** Quoted passage **
━━━

CMV Alternatives Fall Short of What Utah Needs

There are now three legislative alternatives to the Count My Vote citizen initiative petition.

 

The worst one, a constitutional amendment by Sen. Scott Jenkins, R-Plain City, would change the state constitution to say that FOREVER no one can tell a political party in Utah how to nominate its candidates – even though Utah taxpayers cough up every two years upwards of $3 million to run party primary elections.

I really don’t know what to say about Jenkins’ HJR15, except that it is the most petty and self-serving piece of legislation I’ve seen for some time.

Jenkins has previously been a pretty reasonable fellow. But ever since he lost his bid to be Senate president he’s had some serious slips of the tongue – including ranting on young veterans – and odd ideas.

Let’s hope that HJR15 doesn’t go far. It will take two-thirds votes in the House and Senate to pass and a vote this November by citizens to be incorporated into the Utah Constitution.

To say that Utah citizens, through their legislators or citizen initiative petition, can’t say who gets on the primary ballots they pay for is just short of stupid. Or maybe not just short.

Sen. Curt Bramble’s SB54 is a clear track to killing the CMV petition.

━━━

** Data listing **
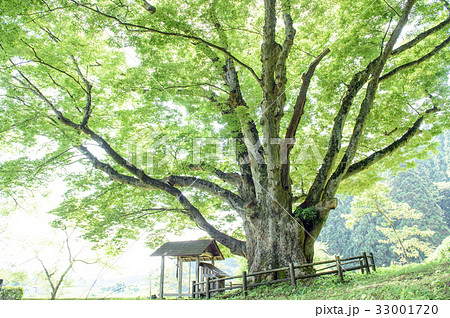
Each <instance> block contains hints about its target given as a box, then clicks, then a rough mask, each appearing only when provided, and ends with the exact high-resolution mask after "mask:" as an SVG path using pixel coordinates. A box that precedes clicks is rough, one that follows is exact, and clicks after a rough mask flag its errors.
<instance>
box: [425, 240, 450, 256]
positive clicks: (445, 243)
mask: <svg viewBox="0 0 450 318" xmlns="http://www.w3.org/2000/svg"><path fill="white" fill-rule="evenodd" d="M426 261H427V262H448V261H450V236H448V237H447V238H445V239H444V240H443V241H442V244H441V245H439V246H438V247H437V248H436V250H434V251H433V253H432V254H431V255H430V257H428V258H427V259H426Z"/></svg>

━━━

** What the task requires **
Continue the opinion piece on the legislative alternatives to the Count My Vote petition from its last sentence.

** Reply to the exercise **
The petition would open up all party primaries – which Utahns are paying for – to any candidate who, in his district, can get 2 percent of his registered party members’ signatures on a petition.

SB54 sets up some good – but not forward-thinking enough – conditions for parties to meet in how they conduct their caucus/convention candidate nominations. If parties meet those conditions, then they can keep their small-minded and exclusive control of their candidate nominations.

If they don’t meet those conditions, then the exact language of the Count My Vote 2 percent rule applies (with the addition by Bramble that the party primaries will be open to independent voters, as well.)

The final condition – an open primary – I think could well be challenged in court.

But in any case, if SB54 passed the parties would clearly take the caucus/convention route. For then they could continue to elect extreme delegates and force Utah officeholders further to the right or left politically.

To the right is where most GOP legislators and the party’s far-right agenda advocates want it to be – and the caucus/convention process greatly aids in that goal.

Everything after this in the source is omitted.